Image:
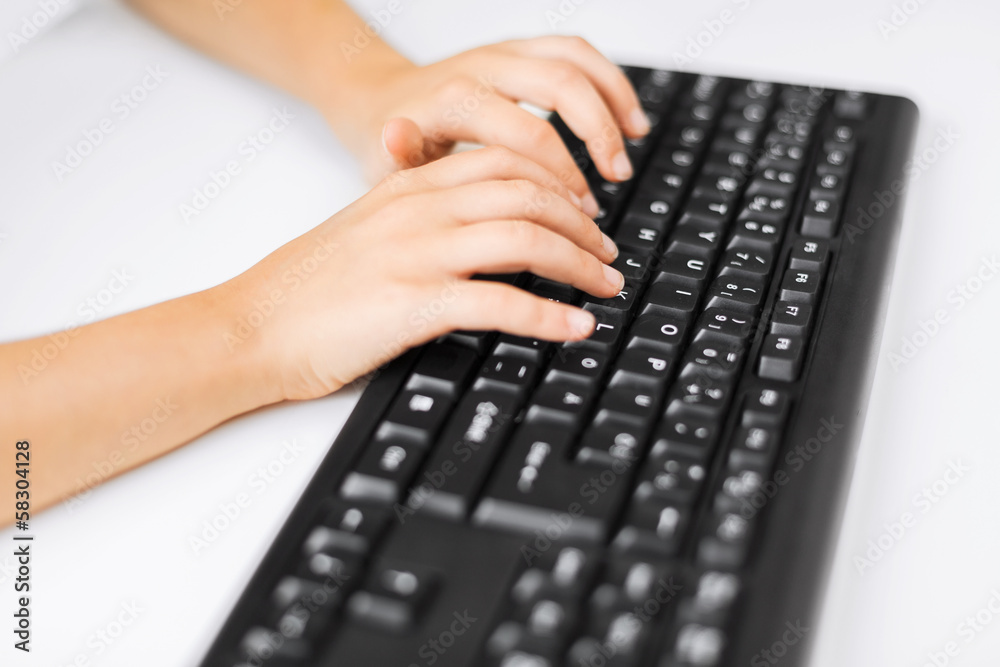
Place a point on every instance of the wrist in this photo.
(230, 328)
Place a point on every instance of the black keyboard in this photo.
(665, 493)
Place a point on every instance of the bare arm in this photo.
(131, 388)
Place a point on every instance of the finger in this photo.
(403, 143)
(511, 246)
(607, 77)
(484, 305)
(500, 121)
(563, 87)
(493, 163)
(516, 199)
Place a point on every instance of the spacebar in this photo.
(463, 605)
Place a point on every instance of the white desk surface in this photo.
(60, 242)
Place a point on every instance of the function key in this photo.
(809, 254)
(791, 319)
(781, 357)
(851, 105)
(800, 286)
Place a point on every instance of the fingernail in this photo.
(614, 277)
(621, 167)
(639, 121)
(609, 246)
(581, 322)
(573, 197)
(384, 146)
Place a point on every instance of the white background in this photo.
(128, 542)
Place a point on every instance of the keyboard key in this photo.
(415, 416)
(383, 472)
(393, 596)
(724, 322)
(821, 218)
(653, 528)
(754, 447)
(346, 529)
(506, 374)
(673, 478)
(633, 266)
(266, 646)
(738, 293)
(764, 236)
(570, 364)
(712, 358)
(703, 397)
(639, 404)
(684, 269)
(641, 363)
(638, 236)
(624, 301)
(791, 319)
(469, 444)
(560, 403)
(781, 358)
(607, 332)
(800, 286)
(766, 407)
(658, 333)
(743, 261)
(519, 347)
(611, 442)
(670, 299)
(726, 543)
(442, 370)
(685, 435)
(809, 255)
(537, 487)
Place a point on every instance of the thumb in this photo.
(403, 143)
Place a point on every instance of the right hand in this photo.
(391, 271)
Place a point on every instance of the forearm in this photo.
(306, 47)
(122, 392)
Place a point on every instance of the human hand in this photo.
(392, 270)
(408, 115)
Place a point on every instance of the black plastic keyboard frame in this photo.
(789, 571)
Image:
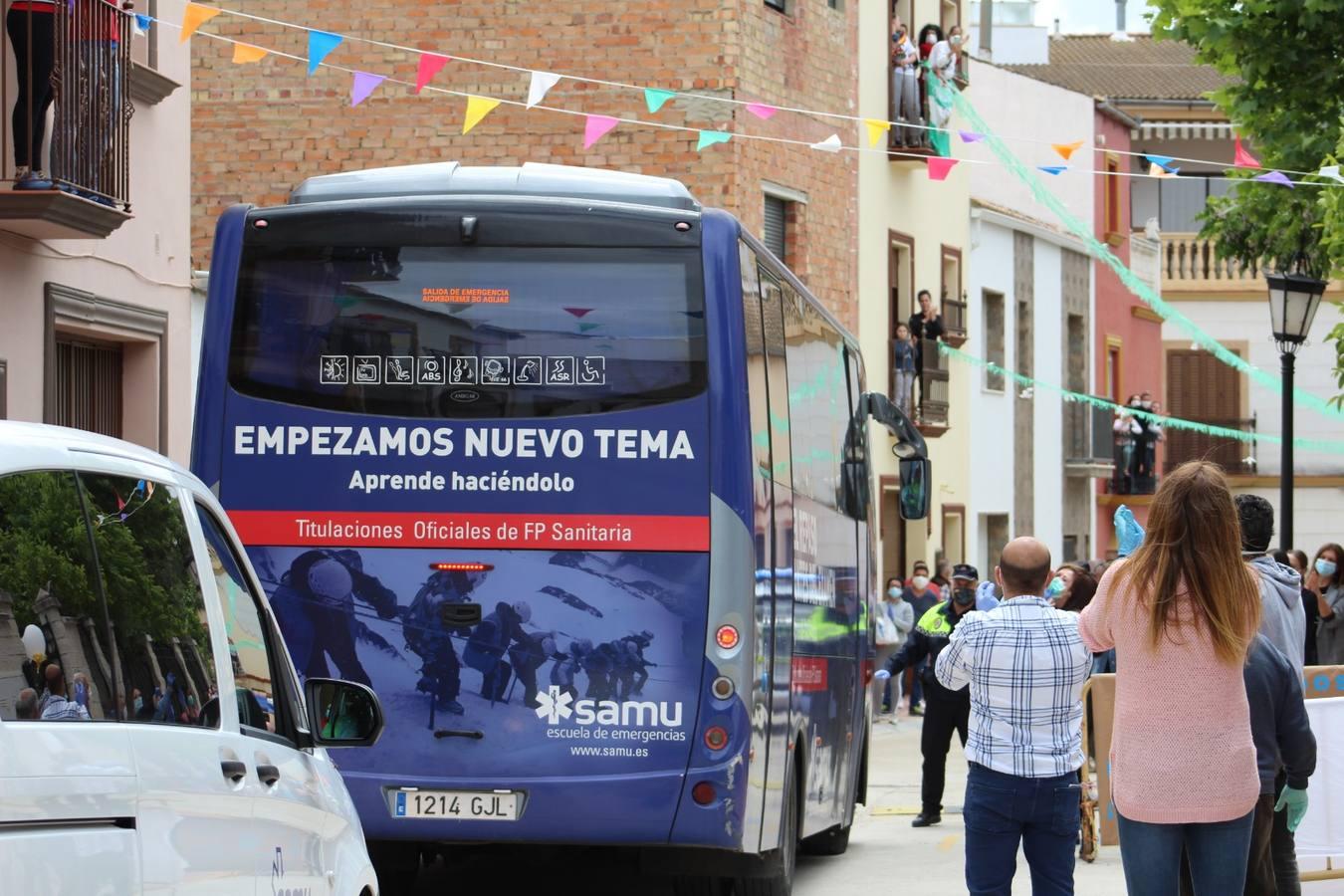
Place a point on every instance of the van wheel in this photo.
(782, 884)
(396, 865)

*****

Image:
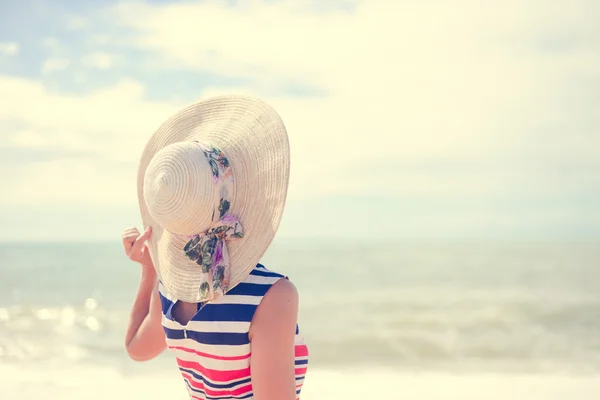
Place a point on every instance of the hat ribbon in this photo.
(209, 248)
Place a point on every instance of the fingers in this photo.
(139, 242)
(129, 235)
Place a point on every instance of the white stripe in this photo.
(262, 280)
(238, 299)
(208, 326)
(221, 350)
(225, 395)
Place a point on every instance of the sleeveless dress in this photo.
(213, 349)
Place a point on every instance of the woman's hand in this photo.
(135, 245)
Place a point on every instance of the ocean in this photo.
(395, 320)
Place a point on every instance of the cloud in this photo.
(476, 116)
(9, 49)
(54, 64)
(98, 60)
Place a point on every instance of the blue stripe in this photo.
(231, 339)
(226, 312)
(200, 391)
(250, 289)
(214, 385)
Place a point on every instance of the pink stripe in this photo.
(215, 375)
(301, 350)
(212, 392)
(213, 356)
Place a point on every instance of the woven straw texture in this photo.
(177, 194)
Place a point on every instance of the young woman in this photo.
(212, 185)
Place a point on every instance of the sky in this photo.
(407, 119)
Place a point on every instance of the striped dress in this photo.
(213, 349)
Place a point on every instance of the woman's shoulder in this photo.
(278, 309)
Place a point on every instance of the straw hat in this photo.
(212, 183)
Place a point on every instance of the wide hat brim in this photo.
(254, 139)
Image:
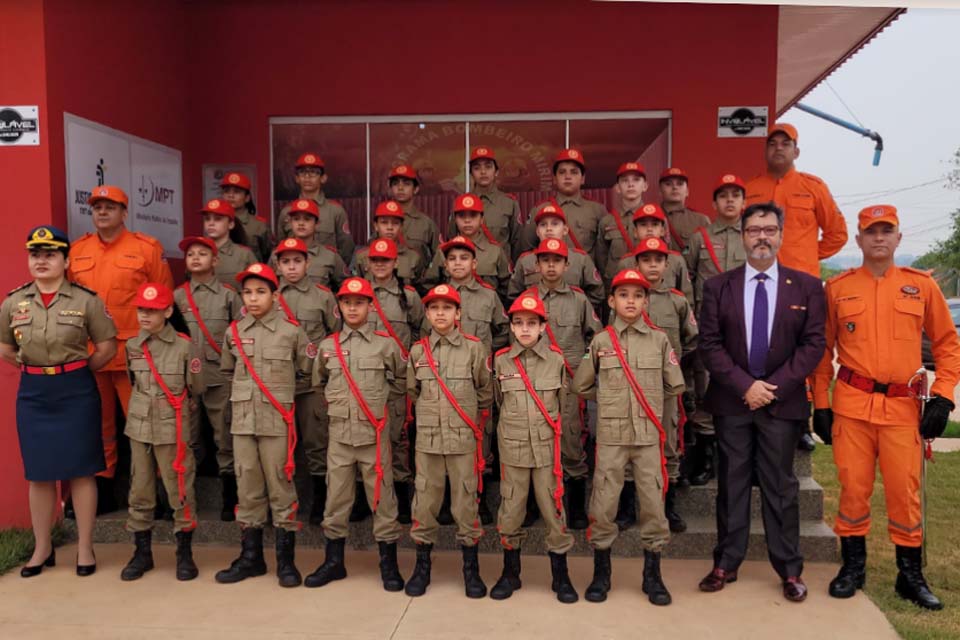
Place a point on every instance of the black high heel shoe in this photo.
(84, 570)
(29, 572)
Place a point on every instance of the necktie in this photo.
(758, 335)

*****

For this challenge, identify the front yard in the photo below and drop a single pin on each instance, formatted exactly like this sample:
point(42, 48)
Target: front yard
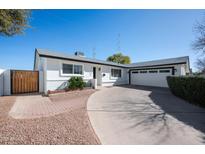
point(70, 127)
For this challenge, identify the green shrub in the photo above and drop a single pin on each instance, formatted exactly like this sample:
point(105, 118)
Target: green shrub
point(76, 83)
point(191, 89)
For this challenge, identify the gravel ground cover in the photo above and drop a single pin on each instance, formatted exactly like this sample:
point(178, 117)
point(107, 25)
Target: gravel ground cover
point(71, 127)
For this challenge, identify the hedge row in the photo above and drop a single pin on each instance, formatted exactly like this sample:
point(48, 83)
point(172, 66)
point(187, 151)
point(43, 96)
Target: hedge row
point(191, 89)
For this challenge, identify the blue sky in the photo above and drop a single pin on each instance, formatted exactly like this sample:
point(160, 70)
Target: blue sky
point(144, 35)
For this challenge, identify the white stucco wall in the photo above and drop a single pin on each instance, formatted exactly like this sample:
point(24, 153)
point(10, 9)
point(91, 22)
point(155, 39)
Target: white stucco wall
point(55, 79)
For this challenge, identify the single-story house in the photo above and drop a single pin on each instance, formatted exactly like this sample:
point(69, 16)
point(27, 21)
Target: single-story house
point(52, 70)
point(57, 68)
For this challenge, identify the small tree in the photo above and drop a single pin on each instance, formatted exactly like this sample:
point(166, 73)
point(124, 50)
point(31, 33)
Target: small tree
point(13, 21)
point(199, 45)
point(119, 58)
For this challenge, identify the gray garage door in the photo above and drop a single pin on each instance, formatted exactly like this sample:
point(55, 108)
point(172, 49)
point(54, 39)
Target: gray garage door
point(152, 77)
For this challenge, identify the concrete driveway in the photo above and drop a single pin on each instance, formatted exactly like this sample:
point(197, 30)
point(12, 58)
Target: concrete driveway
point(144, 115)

*****

What is being asked:
Transcribe the lines above between the line holding "point(69, 16)" and the line holding "point(124, 50)", inclusive, exactly as they stand and with nothing added.

Written answer:
point(69, 16)
point(27, 21)
Target: single-story house
point(52, 70)
point(57, 68)
For this challenge, identify the small tree in the photo above and drop a single pin on each instance, formatted exactly like this sample:
point(166, 73)
point(124, 50)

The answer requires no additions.